Data for this task>
___

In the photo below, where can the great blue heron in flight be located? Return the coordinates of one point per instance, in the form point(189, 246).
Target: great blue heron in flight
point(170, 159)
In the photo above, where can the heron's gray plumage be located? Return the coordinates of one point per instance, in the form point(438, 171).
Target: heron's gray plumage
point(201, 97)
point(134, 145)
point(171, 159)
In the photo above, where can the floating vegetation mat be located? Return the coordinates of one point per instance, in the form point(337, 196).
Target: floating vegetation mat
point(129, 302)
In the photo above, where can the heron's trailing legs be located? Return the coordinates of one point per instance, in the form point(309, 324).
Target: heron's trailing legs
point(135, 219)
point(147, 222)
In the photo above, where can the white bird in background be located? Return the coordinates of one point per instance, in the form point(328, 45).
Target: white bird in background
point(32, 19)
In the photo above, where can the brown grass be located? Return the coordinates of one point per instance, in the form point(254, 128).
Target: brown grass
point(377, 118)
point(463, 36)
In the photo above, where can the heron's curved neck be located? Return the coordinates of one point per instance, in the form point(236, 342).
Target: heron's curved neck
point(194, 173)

___

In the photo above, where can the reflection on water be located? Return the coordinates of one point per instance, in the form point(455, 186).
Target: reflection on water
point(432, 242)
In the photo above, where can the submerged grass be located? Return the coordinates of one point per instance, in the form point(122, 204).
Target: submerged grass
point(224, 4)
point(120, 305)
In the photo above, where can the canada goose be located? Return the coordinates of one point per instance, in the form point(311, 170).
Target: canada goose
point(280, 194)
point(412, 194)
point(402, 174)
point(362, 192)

___

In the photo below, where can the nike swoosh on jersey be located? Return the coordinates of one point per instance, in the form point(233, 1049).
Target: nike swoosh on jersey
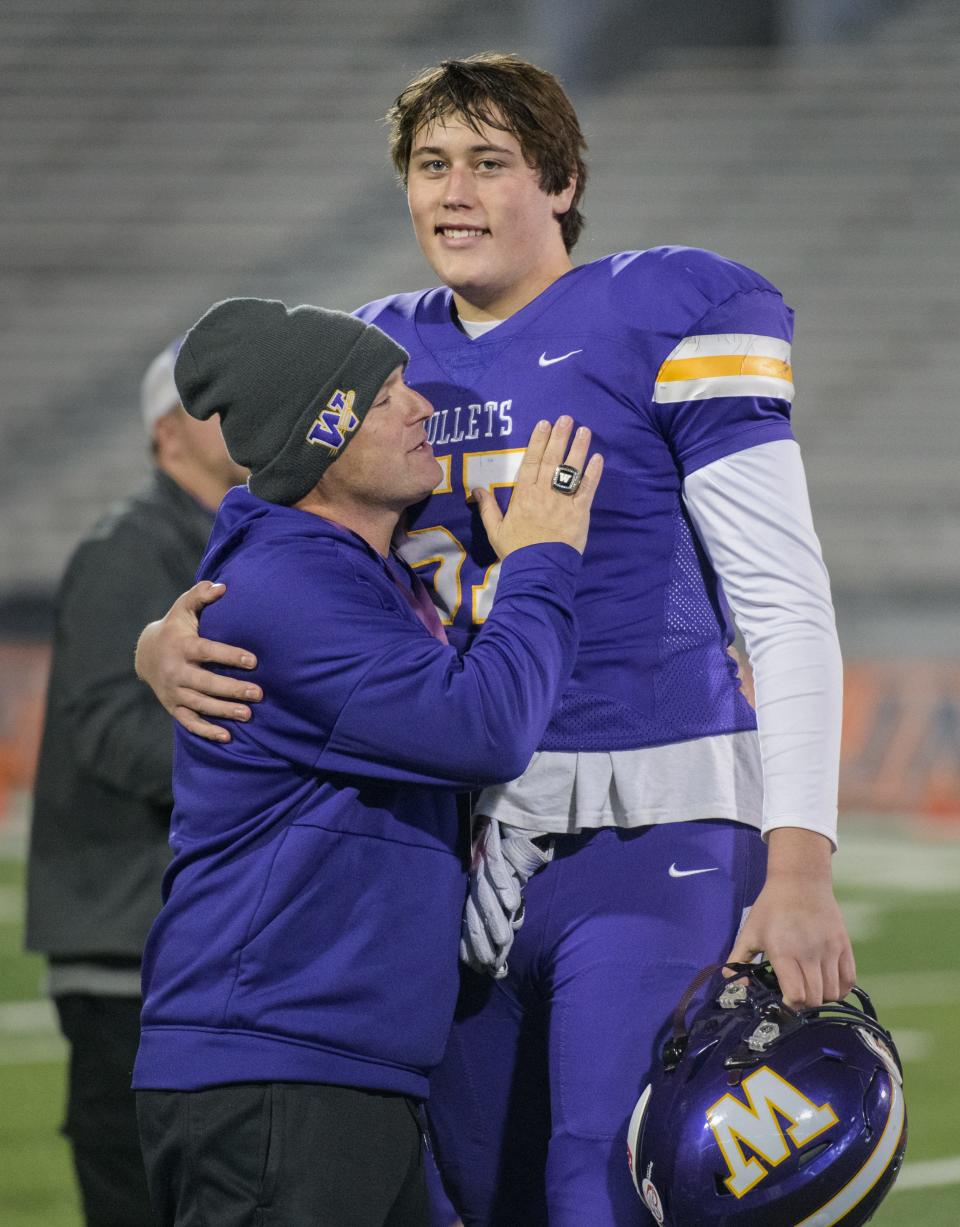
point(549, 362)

___

Your instructions>
In the material, find each line with the word "below" and list it.

Worked solution>
In the photo below, where can the great blue heron in flight be located? Return the coordinates of one point per instance, in the form point(189, 246).
In the photo below, where can the nike swoosh on jersey be located? Return the coordinates of one point per instance, in the form point(233, 1049).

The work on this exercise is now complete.